INSTRUCTIONS FOR THE TASK: Please lay out the material below as a Markdown table with the columns Row and Line, starting at the line that contains "Every instance gets a single point. Point out the pine" and running through the end of the material, skipping blank lines. Leave the pictures out of the table.

---- SOURCE RECORDS

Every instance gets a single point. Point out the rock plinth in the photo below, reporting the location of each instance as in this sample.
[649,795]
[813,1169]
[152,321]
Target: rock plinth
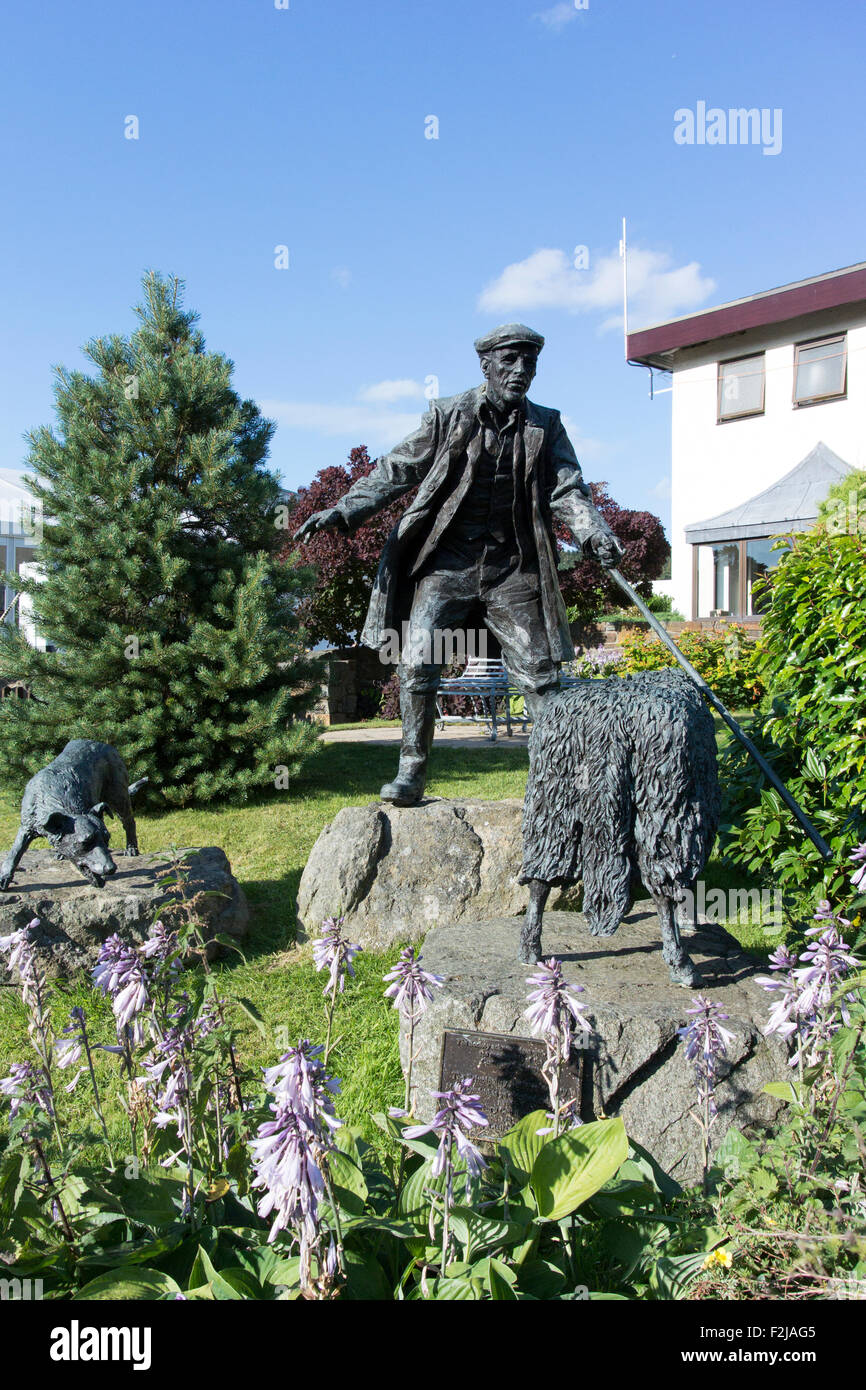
[396,872]
[638,1062]
[77,916]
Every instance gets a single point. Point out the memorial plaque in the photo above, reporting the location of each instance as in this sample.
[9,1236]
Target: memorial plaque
[506,1075]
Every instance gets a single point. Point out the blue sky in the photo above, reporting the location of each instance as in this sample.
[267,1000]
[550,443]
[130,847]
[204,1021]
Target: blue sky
[262,127]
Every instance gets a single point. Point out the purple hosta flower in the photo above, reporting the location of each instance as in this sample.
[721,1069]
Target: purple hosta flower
[24,961]
[300,1082]
[209,1019]
[459,1112]
[334,952]
[72,1043]
[27,1084]
[120,973]
[553,1014]
[287,1168]
[706,1045]
[824,962]
[858,856]
[806,988]
[168,1077]
[781,959]
[161,948]
[413,987]
[553,1009]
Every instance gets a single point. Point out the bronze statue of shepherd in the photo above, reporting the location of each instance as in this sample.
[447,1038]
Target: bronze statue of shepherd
[495,471]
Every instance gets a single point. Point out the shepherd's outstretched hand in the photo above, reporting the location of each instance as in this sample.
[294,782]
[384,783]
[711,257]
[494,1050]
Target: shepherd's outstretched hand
[328,520]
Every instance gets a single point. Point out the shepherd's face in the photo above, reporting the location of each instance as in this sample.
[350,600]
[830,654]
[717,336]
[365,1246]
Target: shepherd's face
[509,373]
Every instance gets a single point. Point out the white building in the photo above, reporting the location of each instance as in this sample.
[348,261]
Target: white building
[769,409]
[20,534]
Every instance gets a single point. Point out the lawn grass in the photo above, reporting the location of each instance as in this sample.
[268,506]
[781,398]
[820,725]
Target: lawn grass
[267,843]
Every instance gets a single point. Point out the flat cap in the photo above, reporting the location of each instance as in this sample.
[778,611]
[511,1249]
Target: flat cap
[508,335]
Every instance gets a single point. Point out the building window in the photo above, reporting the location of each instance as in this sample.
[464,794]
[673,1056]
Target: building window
[741,388]
[820,370]
[759,559]
[726,576]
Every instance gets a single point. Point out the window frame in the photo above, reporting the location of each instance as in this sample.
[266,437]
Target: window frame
[741,414]
[833,395]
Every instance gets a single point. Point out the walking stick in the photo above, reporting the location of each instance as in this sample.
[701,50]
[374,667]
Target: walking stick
[729,719]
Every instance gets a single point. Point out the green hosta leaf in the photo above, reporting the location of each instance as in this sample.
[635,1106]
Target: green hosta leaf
[673,1273]
[242,1282]
[541,1279]
[203,1272]
[426,1146]
[501,1282]
[414,1204]
[572,1168]
[129,1283]
[349,1186]
[132,1251]
[523,1144]
[453,1290]
[480,1232]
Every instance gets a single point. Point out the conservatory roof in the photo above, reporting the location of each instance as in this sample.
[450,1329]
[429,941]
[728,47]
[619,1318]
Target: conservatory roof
[788,505]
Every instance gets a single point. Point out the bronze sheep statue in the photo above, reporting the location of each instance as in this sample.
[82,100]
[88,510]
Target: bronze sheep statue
[623,787]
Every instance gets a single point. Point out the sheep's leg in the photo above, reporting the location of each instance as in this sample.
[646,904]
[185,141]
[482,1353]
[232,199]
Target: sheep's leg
[685,912]
[530,936]
[681,968]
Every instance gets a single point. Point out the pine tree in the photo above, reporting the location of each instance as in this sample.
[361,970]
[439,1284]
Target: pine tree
[173,622]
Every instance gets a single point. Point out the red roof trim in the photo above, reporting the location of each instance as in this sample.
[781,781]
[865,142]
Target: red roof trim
[774,307]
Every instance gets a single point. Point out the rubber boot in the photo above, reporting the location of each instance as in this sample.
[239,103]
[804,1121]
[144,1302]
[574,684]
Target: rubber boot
[419,715]
[534,701]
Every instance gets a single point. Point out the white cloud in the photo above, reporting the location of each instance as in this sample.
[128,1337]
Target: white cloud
[559,15]
[658,289]
[357,421]
[385,392]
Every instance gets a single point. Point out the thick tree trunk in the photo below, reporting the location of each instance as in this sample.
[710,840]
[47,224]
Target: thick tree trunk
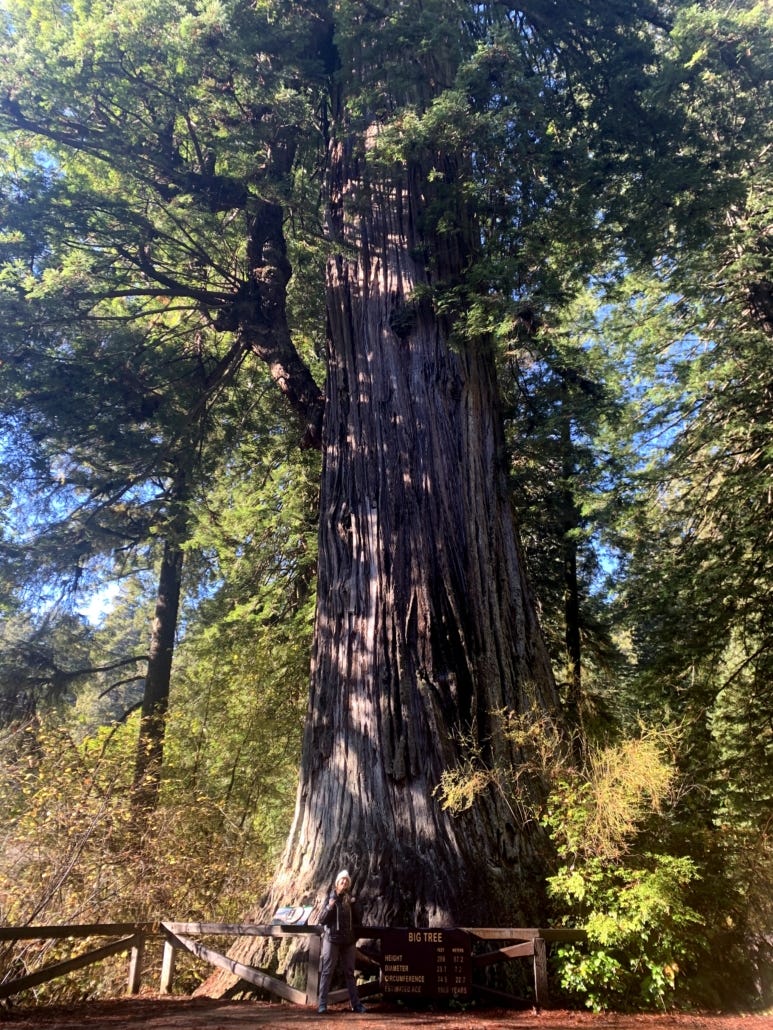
[426,630]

--------

THE REPLY:
| Row | Line |
|---|---|
| 1 | Every instance gets a single point. Point out the pine tree in the photo above, reporting the location of each instance as in this sample. |
| 2 | [361,970] |
| 3 | [439,1284] |
| 4 | Target: pine tree |
| 5 | [173,622] |
| 6 | Every instance gets a single point. Point out the red roof trim in the photo above, reporting the location of each instance as in this sample. |
| 7 | [781,781] |
| 8 | [865,142] |
| 9 | Target: red roof trim |
| 10 | [774,307] |
| 11 | Every instance gets a single point. Point out the rubber boot in the photo above, reporting the location of each instance as in this sample. |
| 12 | [239,103] |
| 13 | [804,1121] |
| 14 | [144,1302] |
| 15 | [574,684] |
| 16 | Target: rubber boot |
| 17 | [419,715] |
| 18 | [534,701] |
| 19 | Every instance gets a single point. Point out the white cloud in the photo above, reporting the location of each instance as in this sample. |
| 20 | [128,1337] |
| 21 | Target: white cloud |
| 22 | [559,15] |
| 23 | [658,289] |
| 24 | [357,421] |
| 25 | [385,392] |
| 26 | Every instance gets a single point. Point out the thick tree trunk in the photo below, reporting the location of each instance as in this sample. |
| 27 | [710,840] |
| 28 | [47,224] |
| 29 | Target: thick tree trunk |
| 30 | [426,630] |